▶ [Set problem 1] Update the passage from the excerpt that begins at "In the news: a" and stops after "ready to leave.", putting "puppies" in place of "kittens".
▶ [Set problem 2] In the excerpt, which film made the writer's fear of being buried alive more specific and detailed?
▶ [Set problem 3] According to the excerpt, why does the writer find it comforting that being buried alive is among the most common phobias?

▶ [Selected passage]
---+---
Anu and Donna are founders of River River, a literary journal, writing community, and more. It's been such a pleasure to reconnect with Donna, an old college friend. We lost touch after our children were born, but then found each other again when she and I were both published in the same journal.
Came across an unexpected reference to my past in a book I am reading for work. A name leaps from the white page and transports —
How unnerving that time can shift like that.
Writing is slow, slow, but an occasional line or phrase that even if useless in itself as a line, provides a point of departure:
One comes to love, inexplicably, the places they first found love.
Carried all morning like a koan.
The morning’s labors: meditation on train stations as sites of desire.
Emerging from a few immobilizing doubt-filled days. Circling the fallow ground.
On the one hand: I am too attentive to the moment-by-moment shifts in my own mind. On the other: my own mind is locked cabinet.
From my notes, from the news: A litter of kittens taped into a cardbox box and buried.
From the news: The body of a Georgia man who was found dead, rolled up in a gymnasium mat, exhumed for the second time.
The morning’s (other) labors:
I am here to be with my father. The father I barely know. I get up early. Run through the village and down by the quarry. He sleeps. His wife boils water in an ancient kettle, stirs coffee powder into it. I don’t know how long I will stay.
We fight about the weather. “I wouldn’t call that a light rain,” he says.
At night, he takes me down to the tavern where his friends gather around a table in the back. They drink, play cards, tell stories about the war. Sometimes I stay. Sometimes, I take a stool at the bar instead. There’s always a pile of old newspapers and magazines and I scan through them idly while Kit, behind the bar, pours the gin.
In the news: a box of kittens taped into a cardbox box and buried. A kid walking through the woods heard mewling. I’m languishing here, but I am not yet ready to leave.
After seeing the Dutch film The Vanishing a few years ago, I have become aware of an intense fear of being buried alive. I suppose the fear has always been there, but the film’s final scenes gave my fear specificity and detail. I tell this to a friend one morning as we ride the train to New York. I tell her that for reasons that I cannot quite articulate, I find that knowing this is among the most common phobias oddly comforting. As if to suggest it is not unreasonable for me to feel panic when I think of it (which is perhaps, more often than I’d care to admit).
This morning, I wake from a dream where I am witness to a woman being tied to the side of a train car. I don’t know why, or what I have to do with it. There’s a cartoonish sense to the scene and I wake just as in the dream I am walking away.
---+---
▶ [Data extract]
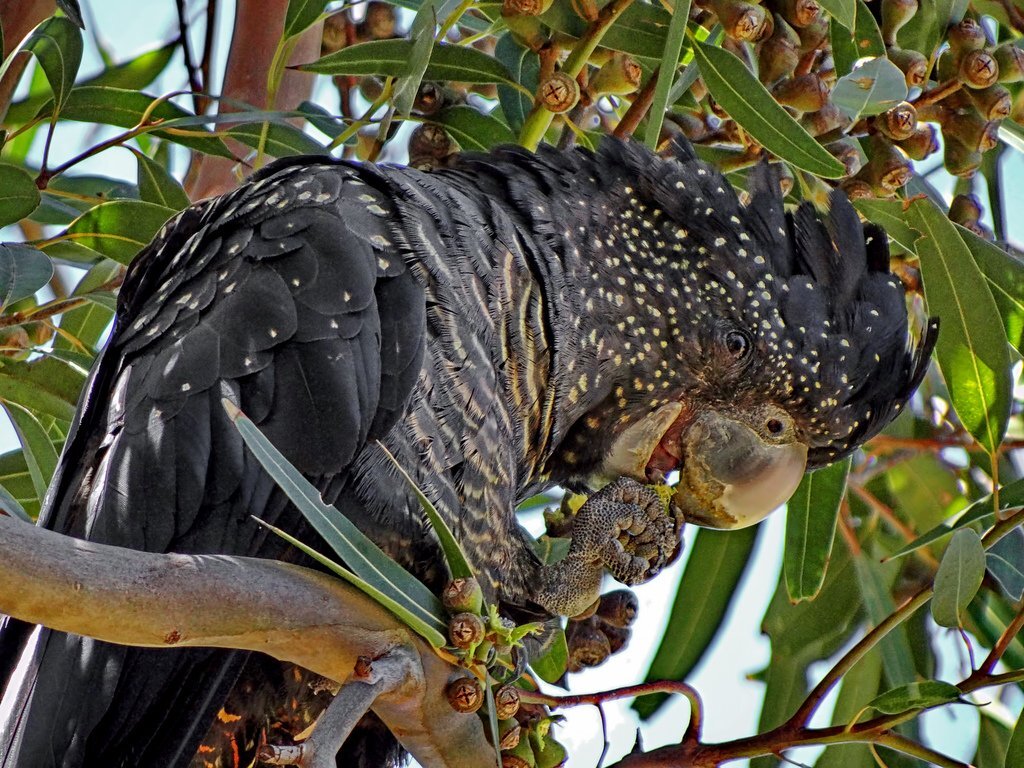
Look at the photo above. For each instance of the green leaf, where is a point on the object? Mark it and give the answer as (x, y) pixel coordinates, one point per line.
(134, 75)
(923, 695)
(1005, 275)
(390, 58)
(897, 657)
(118, 229)
(157, 185)
(472, 129)
(844, 11)
(810, 528)
(1015, 752)
(18, 195)
(869, 89)
(40, 455)
(56, 44)
(281, 139)
(125, 108)
(551, 666)
(359, 553)
(993, 738)
(972, 350)
(524, 67)
(1011, 497)
(301, 14)
(717, 562)
(667, 71)
(459, 566)
(24, 270)
(739, 93)
(422, 36)
(958, 578)
(1006, 562)
(411, 619)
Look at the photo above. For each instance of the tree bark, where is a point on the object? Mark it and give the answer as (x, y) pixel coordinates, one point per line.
(292, 613)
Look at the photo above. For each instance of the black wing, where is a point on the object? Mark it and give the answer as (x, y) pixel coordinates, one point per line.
(271, 297)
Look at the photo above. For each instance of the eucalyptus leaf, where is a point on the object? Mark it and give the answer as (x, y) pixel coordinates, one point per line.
(18, 195)
(972, 351)
(24, 270)
(870, 88)
(923, 695)
(739, 93)
(958, 578)
(1006, 562)
(717, 562)
(810, 528)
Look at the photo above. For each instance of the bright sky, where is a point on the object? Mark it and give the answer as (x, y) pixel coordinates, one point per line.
(732, 702)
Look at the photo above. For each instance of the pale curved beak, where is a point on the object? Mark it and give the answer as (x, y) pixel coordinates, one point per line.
(731, 477)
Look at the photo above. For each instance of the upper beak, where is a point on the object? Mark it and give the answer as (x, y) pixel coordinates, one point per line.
(731, 477)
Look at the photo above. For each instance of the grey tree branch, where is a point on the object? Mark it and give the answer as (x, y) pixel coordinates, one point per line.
(292, 613)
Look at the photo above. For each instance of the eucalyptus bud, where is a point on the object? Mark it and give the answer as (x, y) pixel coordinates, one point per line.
(966, 36)
(978, 70)
(463, 595)
(923, 142)
(805, 93)
(620, 75)
(619, 607)
(465, 694)
(588, 645)
(801, 13)
(379, 23)
(898, 122)
(742, 20)
(887, 169)
(895, 13)
(507, 701)
(992, 102)
(847, 152)
(972, 130)
(778, 55)
(911, 64)
(1010, 58)
(559, 92)
(960, 160)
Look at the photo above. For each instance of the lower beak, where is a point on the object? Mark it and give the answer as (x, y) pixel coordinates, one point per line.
(730, 477)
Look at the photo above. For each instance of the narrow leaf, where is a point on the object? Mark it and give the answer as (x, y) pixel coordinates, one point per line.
(118, 229)
(56, 44)
(667, 72)
(810, 528)
(972, 350)
(958, 578)
(18, 195)
(923, 695)
(871, 88)
(457, 562)
(390, 58)
(359, 553)
(473, 130)
(1006, 563)
(1011, 497)
(23, 271)
(742, 96)
(411, 619)
(301, 14)
(718, 560)
(157, 185)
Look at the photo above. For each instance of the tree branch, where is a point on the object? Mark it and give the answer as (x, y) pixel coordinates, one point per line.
(292, 613)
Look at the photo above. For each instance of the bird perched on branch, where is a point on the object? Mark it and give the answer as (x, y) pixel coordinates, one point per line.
(516, 321)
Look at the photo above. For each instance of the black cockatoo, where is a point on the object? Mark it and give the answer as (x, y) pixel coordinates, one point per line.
(512, 322)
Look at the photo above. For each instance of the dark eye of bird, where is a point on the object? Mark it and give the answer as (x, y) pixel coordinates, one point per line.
(737, 343)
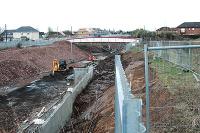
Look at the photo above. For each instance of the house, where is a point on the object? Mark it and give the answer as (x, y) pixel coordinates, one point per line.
(166, 30)
(189, 28)
(91, 32)
(84, 32)
(26, 32)
(8, 35)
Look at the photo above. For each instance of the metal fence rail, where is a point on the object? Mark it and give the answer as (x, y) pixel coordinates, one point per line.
(127, 107)
(183, 54)
(172, 87)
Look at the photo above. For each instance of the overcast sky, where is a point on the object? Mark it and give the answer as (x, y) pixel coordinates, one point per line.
(108, 14)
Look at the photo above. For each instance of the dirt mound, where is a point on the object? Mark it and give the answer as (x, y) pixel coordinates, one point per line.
(31, 61)
(13, 69)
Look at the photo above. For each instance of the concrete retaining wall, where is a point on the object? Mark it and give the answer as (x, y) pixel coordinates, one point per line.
(61, 113)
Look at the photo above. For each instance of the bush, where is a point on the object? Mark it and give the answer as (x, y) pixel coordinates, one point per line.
(19, 45)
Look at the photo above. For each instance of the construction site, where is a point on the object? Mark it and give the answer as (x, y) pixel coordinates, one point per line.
(82, 99)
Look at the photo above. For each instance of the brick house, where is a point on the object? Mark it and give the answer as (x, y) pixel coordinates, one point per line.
(189, 28)
(166, 30)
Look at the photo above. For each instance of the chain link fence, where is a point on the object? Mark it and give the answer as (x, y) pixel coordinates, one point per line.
(174, 84)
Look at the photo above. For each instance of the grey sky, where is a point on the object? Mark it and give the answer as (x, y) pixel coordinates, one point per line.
(109, 14)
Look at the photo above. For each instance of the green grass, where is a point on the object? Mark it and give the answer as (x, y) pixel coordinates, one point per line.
(171, 75)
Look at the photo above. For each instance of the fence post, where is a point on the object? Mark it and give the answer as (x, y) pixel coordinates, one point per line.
(147, 88)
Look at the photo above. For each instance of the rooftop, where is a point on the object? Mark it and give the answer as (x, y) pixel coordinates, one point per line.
(26, 29)
(189, 25)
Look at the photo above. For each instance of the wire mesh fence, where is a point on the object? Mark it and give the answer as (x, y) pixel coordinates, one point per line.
(174, 89)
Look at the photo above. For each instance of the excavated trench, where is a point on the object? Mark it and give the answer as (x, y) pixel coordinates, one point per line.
(85, 117)
(25, 103)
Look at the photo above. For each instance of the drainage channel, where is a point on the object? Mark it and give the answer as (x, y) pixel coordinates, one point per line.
(27, 109)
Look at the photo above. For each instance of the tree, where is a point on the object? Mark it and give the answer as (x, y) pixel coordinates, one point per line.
(50, 29)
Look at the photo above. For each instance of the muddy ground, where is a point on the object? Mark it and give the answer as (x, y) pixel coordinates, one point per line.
(26, 64)
(94, 107)
(19, 67)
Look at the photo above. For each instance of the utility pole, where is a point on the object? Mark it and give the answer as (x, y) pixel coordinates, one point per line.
(71, 30)
(6, 32)
(57, 31)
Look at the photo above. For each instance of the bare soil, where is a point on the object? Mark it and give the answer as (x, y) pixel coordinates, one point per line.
(94, 107)
(17, 65)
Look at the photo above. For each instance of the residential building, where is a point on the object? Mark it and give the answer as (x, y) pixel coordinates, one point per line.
(84, 32)
(26, 32)
(8, 35)
(166, 30)
(189, 28)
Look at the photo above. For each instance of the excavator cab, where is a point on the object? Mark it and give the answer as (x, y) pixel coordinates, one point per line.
(58, 66)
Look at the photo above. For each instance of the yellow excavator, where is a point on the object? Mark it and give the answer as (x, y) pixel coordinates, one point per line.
(59, 66)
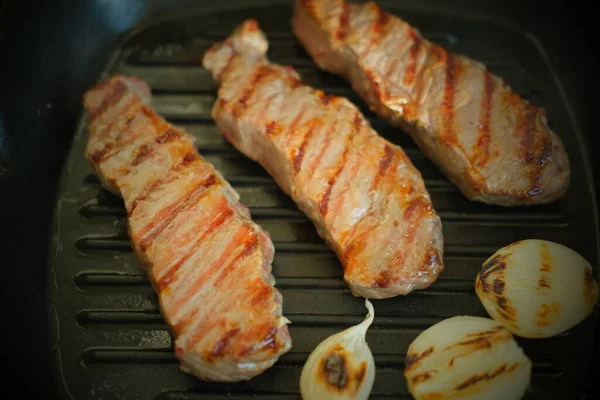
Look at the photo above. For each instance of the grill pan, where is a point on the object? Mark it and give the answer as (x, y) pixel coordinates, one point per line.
(109, 340)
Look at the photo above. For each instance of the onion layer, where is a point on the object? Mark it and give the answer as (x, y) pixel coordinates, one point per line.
(536, 288)
(467, 357)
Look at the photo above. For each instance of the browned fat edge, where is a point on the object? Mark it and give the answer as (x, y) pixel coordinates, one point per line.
(413, 53)
(486, 376)
(222, 75)
(324, 203)
(258, 74)
(383, 280)
(164, 218)
(431, 259)
(117, 92)
(186, 161)
(482, 146)
(344, 22)
(299, 153)
(214, 225)
(413, 359)
(219, 348)
(452, 72)
(380, 23)
(269, 341)
(543, 283)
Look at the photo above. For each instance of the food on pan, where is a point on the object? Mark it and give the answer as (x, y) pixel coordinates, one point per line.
(206, 259)
(536, 288)
(467, 357)
(495, 146)
(362, 192)
(341, 366)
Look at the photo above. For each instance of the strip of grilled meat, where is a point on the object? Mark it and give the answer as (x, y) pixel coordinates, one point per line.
(206, 259)
(495, 146)
(363, 194)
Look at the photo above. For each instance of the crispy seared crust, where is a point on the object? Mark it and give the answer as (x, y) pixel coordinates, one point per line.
(363, 194)
(494, 145)
(208, 262)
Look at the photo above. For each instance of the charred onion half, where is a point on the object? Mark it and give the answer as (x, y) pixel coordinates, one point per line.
(467, 357)
(536, 288)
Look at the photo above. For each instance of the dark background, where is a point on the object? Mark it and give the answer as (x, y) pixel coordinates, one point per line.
(51, 51)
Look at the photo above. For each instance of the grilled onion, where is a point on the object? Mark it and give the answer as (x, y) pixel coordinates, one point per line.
(467, 358)
(341, 366)
(536, 288)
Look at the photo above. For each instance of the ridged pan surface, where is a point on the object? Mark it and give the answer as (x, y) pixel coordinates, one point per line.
(109, 340)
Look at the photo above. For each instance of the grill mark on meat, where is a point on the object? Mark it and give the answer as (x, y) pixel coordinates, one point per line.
(261, 295)
(414, 211)
(186, 294)
(324, 202)
(413, 53)
(344, 22)
(258, 75)
(273, 128)
(299, 152)
(326, 99)
(535, 153)
(250, 246)
(384, 164)
(130, 111)
(291, 129)
(141, 154)
(167, 137)
(167, 277)
(185, 162)
(315, 161)
(417, 203)
(219, 348)
(381, 95)
(449, 135)
(164, 218)
(118, 90)
(482, 146)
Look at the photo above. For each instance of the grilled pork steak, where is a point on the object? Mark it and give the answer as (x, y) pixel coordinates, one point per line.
(494, 145)
(206, 259)
(363, 194)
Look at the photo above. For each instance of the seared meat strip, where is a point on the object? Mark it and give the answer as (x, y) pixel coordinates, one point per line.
(495, 146)
(206, 259)
(363, 194)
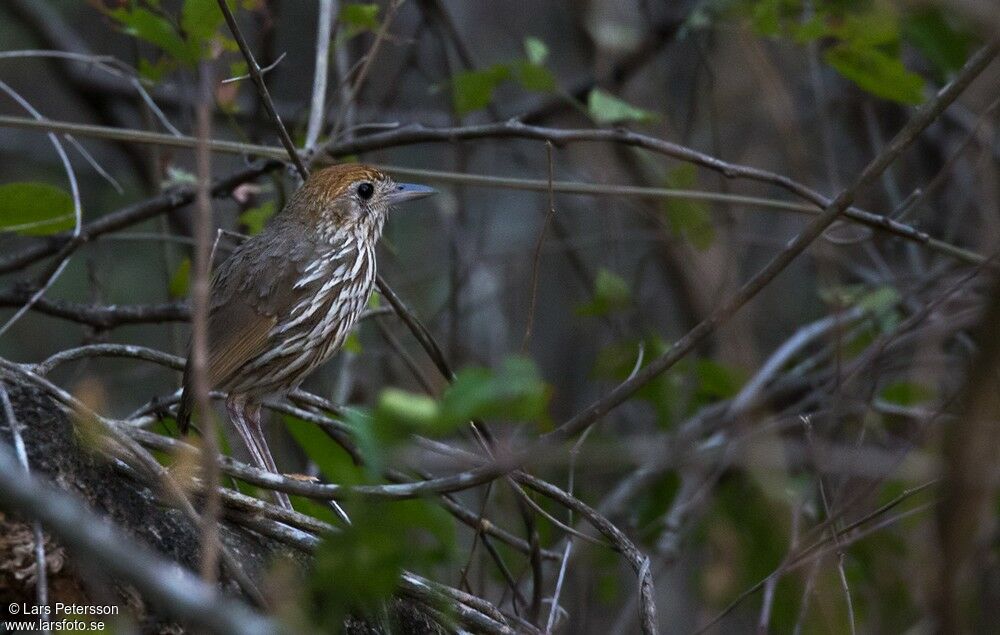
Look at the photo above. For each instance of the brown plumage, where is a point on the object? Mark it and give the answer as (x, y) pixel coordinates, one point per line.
(286, 299)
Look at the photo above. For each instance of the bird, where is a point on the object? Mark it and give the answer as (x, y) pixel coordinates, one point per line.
(286, 299)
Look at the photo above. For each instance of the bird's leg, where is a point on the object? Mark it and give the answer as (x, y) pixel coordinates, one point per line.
(246, 419)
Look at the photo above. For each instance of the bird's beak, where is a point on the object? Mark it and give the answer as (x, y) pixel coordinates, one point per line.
(409, 192)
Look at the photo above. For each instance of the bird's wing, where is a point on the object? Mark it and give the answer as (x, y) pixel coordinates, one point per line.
(237, 333)
(252, 291)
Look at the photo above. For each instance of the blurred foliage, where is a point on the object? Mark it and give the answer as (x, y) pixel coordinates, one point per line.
(35, 209)
(359, 18)
(474, 90)
(611, 293)
(183, 40)
(356, 570)
(180, 280)
(604, 108)
(863, 40)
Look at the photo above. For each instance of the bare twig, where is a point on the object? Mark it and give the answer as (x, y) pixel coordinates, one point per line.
(200, 291)
(258, 80)
(317, 109)
(50, 276)
(96, 540)
(921, 119)
(536, 258)
(41, 566)
(856, 215)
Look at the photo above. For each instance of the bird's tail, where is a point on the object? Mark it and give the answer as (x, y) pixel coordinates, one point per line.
(186, 406)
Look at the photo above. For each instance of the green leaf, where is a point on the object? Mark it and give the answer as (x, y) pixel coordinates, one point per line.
(256, 217)
(906, 393)
(200, 19)
(689, 219)
(535, 77)
(412, 410)
(876, 72)
(357, 569)
(717, 381)
(605, 108)
(359, 17)
(874, 28)
(180, 280)
(611, 293)
(515, 392)
(35, 209)
(149, 27)
(154, 71)
(536, 50)
(473, 90)
(353, 343)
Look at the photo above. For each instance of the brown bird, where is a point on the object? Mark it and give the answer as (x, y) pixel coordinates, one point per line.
(286, 299)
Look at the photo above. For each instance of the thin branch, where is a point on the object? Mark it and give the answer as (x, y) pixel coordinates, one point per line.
(258, 80)
(200, 292)
(127, 216)
(921, 119)
(50, 276)
(41, 566)
(95, 540)
(869, 219)
(317, 109)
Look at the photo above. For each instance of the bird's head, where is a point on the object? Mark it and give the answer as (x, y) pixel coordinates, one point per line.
(351, 196)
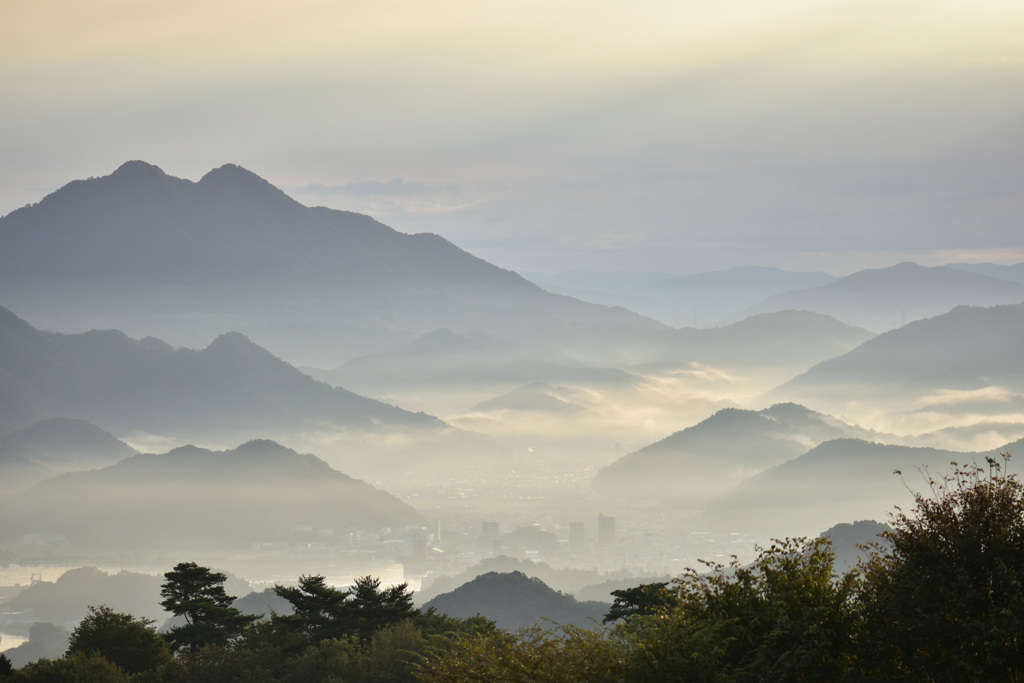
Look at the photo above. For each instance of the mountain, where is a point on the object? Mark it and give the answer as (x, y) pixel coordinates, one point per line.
(1013, 272)
(31, 455)
(851, 541)
(956, 360)
(698, 300)
(516, 601)
(192, 499)
(711, 298)
(885, 298)
(155, 255)
(838, 480)
(67, 443)
(777, 341)
(693, 465)
(125, 384)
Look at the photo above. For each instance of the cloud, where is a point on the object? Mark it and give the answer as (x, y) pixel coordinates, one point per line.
(395, 187)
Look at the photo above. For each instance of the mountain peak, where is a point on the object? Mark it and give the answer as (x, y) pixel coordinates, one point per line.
(232, 174)
(138, 168)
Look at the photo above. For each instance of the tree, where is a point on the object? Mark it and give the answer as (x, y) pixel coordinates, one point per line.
(130, 643)
(317, 609)
(198, 594)
(785, 617)
(946, 600)
(73, 668)
(643, 599)
(372, 607)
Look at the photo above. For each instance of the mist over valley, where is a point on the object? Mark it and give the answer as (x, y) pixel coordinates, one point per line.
(212, 371)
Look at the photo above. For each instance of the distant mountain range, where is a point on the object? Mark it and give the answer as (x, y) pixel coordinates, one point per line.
(692, 466)
(700, 300)
(123, 384)
(960, 356)
(57, 444)
(155, 255)
(515, 601)
(839, 480)
(882, 299)
(193, 499)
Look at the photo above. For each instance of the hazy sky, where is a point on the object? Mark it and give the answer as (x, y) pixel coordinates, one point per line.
(681, 136)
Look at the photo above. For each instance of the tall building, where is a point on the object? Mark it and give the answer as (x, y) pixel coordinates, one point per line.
(605, 530)
(578, 544)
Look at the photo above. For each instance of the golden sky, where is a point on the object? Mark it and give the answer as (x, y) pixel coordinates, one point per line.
(553, 135)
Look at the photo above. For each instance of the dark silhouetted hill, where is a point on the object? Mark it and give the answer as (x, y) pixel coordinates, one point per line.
(515, 601)
(835, 481)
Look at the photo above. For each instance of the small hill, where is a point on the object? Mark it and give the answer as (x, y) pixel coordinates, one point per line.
(67, 443)
(693, 465)
(532, 397)
(835, 481)
(850, 540)
(710, 298)
(125, 384)
(193, 499)
(881, 299)
(515, 601)
(67, 600)
(967, 349)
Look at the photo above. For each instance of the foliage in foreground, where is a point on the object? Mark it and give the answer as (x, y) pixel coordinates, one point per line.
(944, 602)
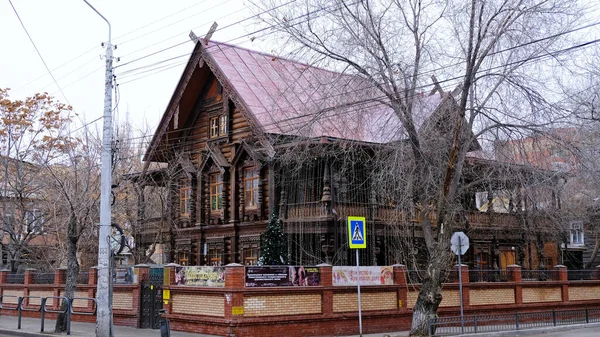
---+---
▶ [Worked solution 1]
In the news: a box of puppies taped into a cardbox box and buried. A kid walking through the woods heard mewling. I’m languishing here, but I am not yet ready to leave.

▶ [Worked solution 2] The Dutch film The Vanishing.

▶ [Worked solution 3] Knowing it is so common seems to suggest that feeling panic at the thought is not unreasonable. The writer says the reasons cannot quite be put into words.